EXERCISE INPUTS
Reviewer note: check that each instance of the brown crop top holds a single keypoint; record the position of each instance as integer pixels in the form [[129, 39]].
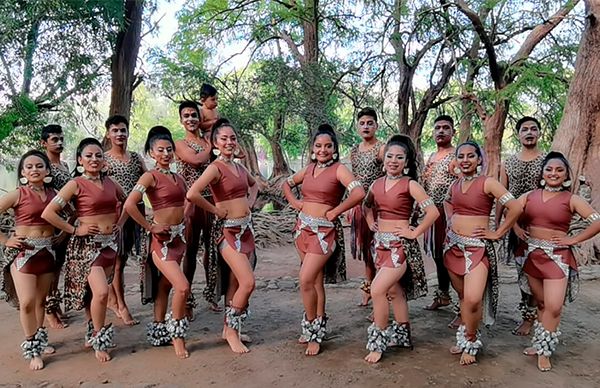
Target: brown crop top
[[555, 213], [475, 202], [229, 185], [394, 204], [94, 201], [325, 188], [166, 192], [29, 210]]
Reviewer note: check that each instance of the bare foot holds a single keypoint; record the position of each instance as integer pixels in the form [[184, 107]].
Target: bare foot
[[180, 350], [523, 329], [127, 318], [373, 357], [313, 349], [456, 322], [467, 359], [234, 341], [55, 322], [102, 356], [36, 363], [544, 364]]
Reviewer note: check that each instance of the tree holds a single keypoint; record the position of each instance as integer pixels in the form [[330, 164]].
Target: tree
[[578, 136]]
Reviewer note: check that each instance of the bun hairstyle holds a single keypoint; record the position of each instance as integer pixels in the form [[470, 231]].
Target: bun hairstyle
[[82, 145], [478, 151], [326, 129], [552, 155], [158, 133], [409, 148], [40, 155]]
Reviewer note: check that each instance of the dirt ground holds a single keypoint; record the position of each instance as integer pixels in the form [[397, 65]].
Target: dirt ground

BRIEF
Reproduce the entries exactly. Do not carry over any picture.

SOLVED EXERCISE
Reviewer note: check that each instance of the brown crop top holds a single keypoint; record the position of each instance as integer pixels in the form [[129, 39]].
Target: brown crop top
[[555, 213], [475, 202], [229, 185], [394, 204], [94, 201], [325, 188], [166, 192], [29, 210]]
Reviewer note: check that each instance of the bare foot holds a single keypoint; record the position of each instance as integer pixels in the form [[184, 107]].
Target: bare foot
[[180, 350], [523, 329], [127, 318], [373, 357], [313, 349], [456, 322], [467, 359], [234, 341], [55, 322], [102, 356], [36, 363], [544, 364]]
Reviewer note: check that each instance of the tree holds a single keypoint; record the position of each instance as integer pixels in the form [[330, 164]].
Target: tree
[[578, 136]]
Reviewer note: check that each instance of the bun hairstyle holds a single keypoint; record the position of each instance as integer pixels in the form [[470, 231]].
Target: bun hairstyle
[[82, 145], [478, 151], [326, 129], [552, 155], [158, 133], [409, 148], [40, 155]]
Reviewer note: check that each instance of the dirt ground holds a single keypoint; record the position of each instance as integer pixels in the form [[397, 65]].
Target: dirt ground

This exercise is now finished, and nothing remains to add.